■ Objective
Render the data below as a numbered list, leaving out any blank lines.

■ Entries provided

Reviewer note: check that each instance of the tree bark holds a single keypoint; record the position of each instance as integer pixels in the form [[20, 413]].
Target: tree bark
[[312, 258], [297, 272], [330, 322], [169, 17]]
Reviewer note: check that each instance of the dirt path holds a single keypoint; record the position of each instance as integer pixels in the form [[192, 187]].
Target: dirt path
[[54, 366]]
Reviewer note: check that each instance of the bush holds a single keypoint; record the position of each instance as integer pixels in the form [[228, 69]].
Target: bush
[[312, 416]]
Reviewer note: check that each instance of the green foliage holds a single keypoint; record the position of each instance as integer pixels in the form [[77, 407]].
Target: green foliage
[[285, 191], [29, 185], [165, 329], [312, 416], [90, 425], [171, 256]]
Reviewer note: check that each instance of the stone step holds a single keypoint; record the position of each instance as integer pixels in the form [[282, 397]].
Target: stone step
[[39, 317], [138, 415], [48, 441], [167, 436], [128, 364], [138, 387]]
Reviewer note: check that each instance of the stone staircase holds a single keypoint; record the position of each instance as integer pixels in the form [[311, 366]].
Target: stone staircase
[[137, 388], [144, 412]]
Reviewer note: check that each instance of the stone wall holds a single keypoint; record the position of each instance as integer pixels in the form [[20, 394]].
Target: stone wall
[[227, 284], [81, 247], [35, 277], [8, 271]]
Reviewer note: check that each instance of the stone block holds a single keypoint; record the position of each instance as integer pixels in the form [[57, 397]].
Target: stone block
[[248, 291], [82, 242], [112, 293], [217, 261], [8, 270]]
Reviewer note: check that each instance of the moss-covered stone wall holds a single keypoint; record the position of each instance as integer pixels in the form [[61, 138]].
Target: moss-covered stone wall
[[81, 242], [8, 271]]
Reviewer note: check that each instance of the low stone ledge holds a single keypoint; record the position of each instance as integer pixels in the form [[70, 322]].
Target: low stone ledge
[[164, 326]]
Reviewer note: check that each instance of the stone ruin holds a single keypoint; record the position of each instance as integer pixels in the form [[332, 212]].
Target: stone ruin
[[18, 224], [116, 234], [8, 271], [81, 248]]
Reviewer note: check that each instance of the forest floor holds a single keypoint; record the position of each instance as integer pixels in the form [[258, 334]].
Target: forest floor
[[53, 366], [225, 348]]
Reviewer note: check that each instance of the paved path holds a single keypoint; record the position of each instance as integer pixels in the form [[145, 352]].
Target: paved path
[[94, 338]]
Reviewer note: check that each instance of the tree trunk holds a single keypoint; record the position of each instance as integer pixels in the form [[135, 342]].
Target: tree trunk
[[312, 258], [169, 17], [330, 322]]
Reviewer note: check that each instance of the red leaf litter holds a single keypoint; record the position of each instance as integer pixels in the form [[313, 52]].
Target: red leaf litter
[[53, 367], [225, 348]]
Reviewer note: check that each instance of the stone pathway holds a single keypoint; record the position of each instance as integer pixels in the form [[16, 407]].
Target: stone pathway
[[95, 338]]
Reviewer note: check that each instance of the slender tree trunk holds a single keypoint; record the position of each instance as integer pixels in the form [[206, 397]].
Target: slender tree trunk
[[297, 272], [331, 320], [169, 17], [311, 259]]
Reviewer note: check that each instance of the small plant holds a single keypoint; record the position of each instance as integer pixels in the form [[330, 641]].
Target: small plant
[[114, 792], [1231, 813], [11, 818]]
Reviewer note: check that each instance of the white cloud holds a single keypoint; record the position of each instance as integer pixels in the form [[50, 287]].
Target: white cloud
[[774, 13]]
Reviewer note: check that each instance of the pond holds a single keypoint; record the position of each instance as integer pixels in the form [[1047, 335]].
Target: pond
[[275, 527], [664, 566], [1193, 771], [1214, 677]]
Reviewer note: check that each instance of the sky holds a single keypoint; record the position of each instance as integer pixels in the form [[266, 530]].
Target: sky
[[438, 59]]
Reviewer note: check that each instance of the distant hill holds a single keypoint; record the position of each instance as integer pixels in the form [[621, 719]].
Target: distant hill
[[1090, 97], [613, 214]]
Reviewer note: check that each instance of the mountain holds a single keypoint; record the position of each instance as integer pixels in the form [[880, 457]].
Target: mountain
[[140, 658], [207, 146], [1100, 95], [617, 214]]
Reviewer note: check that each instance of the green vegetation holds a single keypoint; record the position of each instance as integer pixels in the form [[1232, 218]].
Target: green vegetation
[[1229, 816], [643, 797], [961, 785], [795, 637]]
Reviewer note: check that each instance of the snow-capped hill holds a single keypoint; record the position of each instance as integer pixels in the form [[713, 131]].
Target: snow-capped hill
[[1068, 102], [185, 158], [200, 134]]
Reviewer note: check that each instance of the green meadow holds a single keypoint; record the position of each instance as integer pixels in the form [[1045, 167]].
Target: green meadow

■ Solution
1. Reviewer note: check that each instance of the tree bark holds a single keypoint; record the position of each instance as integer pixels in the form [[20, 413]].
2. Target: tree bark
3. [[312, 258], [297, 272], [330, 322], [169, 17]]
4. Reviewer note: check that each instance of the dirt path holds a single keypoint; record the position of each instance as integer pixels in the form [[192, 187]].
5. Target: dirt path
6. [[54, 366]]
7. Reviewer note: check that each instance of the bush holds a single keypoint; record the position of each instance as integer pixels in the form [[228, 69]].
8. Target: bush
9. [[312, 416]]
10. Reviewer note: check that each instance of the green foliage holds a single keypoint; record the position of each instance as integer pixels in the form [[77, 407]].
11. Target: green foliage
12. [[285, 191], [29, 185], [165, 329], [312, 416], [90, 425], [171, 256]]
13. Reviewer note: check that each instance of the stone step holds a single keypoint; record the position of each instance as integer pixels in the form [[282, 397]].
14. Target: stone step
15. [[39, 317], [138, 415], [48, 441], [167, 436], [128, 364], [138, 387]]
16. Reviewer note: check that each instance of the stone staircase holds a single keypoint; record the position of each instance as integer pixels in the form [[311, 366]].
17. Target: stone staircase
18. [[137, 388], [144, 412]]
19. Reviewer note: check that each instance of the stone wall holds a single keypoint; record the position of each instance as integer pixels in the form [[20, 394]].
20. Target: stone wall
21. [[227, 284], [81, 247], [35, 277], [8, 271]]
22. Reviewer note: check that each instance of the stone block holds a single keypoint; record the position of each instance as integer pixels in the form [[57, 397]].
23. Target: stone block
24. [[248, 291], [82, 242], [112, 293], [217, 261], [8, 270]]
25. Reviewer note: check that each instance of the moss-covered stone wall holds a single keypoint; record the position of each instance as integer pixels in the form [[61, 138]].
26. Target: moss-covered stone wall
27. [[81, 242], [8, 271]]
28. Reviewer note: check that each instance of the low stone ledge holds a single keypoint; record the position of each instance as integer pixels in the form [[70, 322]].
29. Target: low stone ledge
30. [[164, 326]]
31. Reviewer note: check that each instance of the stone ruin holds a single keypoint; record the position of each instance as integer pixels in the form [[332, 212]].
32. Target: stone ruin
33. [[18, 224], [116, 234], [8, 271], [81, 248]]
34. Reviewer note: check that each instance of the forest floor holds a single keypoint; record the position of each instance as integer pixels in the form [[258, 334]].
35. Target: forest floor
36. [[53, 366], [225, 348]]
37. Reviewer note: check that each instance of the paved path holds a single keypoint; record the position of each instance as integer pixels in the form [[145, 352]].
38. Target: paved path
39. [[94, 338]]
40. Reviewer note: check that each instance of the tree trunk holds a single keypoint; record the position of each instance as integer pixels in the form [[135, 342]].
41. Target: tree trunk
42. [[312, 258], [169, 17], [330, 322]]
43. Reviewer note: check that each instance of the red leaf litter holds a single keypoint; record the position of each instance as integer pixels in the form [[313, 52]].
44. Target: red leaf litter
45. [[53, 367], [225, 348]]
46. Reviewer note: check that each instance of the stone pathway holds a single keypoint; record the position of each instance as integer pixels in the form [[16, 407]].
47. Target: stone pathway
48. [[95, 338]]
49. Reviewer note: check that each instance of the slender tree trunk holds a single keypoint; record the position of each instance as integer pixels in the form [[206, 397]].
50. Target: slender tree trunk
51. [[297, 272], [331, 320], [169, 17], [311, 259]]
52. Reviewer note: check that each instance of the small plant holds a single keypoint; record the position of each instance as integer pixels in the form [[330, 641]].
53. Target: small plant
54. [[114, 792], [1231, 813], [11, 818]]
55. Reviewer note: check that each instance of the white cloud holds a single keypoint; record the position of each instance as integer pixels in the form [[50, 287]].
56. Target: white cloud
57. [[774, 13]]
58. Reviewer note: check that each instance of the pond holds a single keypoint; record the position of each instance as integer pixels in the form [[1047, 335]].
59. Target: pond
60. [[275, 527], [664, 566], [1193, 771], [1214, 677]]
61. Reviewer note: check that each instance of the sky holds a single keypoint; record the position of each instance as integer pixels in the form [[266, 530]].
62. Target: sky
63. [[438, 59]]
64. Reviewer note: check that each instance of the distant hill holds a single keypoint; record the position of each instance as integer pixels in the form [[621, 719]].
65. Target: distant hill
66. [[1090, 97], [613, 214]]
67. Reviewer note: check that each instance of the mountain holds a single keypoint; record the position of each instance as integer pixels in the form [[880, 457]].
68. Target: mountain
69. [[140, 658], [207, 146], [1100, 95], [617, 214]]
70. Reviewer note: check that each instance of the green vegetation holds a single keypoint; record the position of each instance as integer pixels in the form [[1232, 218]].
71. Target: green vegetation
72. [[1229, 816], [643, 797], [961, 785], [795, 637]]
73. Reviewer note: check that each instance of the snow-capped hill holds a single keypoint; record the position of each instance as integer pixels in the form [[713, 131]].
74. Target: snow-capped hill
75. [[1068, 102], [185, 158], [200, 134]]
76. Reviewer note: check that each instance of the green meadow holds a single keypoint; record the position of each instance as integer pixels in the form [[1045, 167]].
77. Target: green meadow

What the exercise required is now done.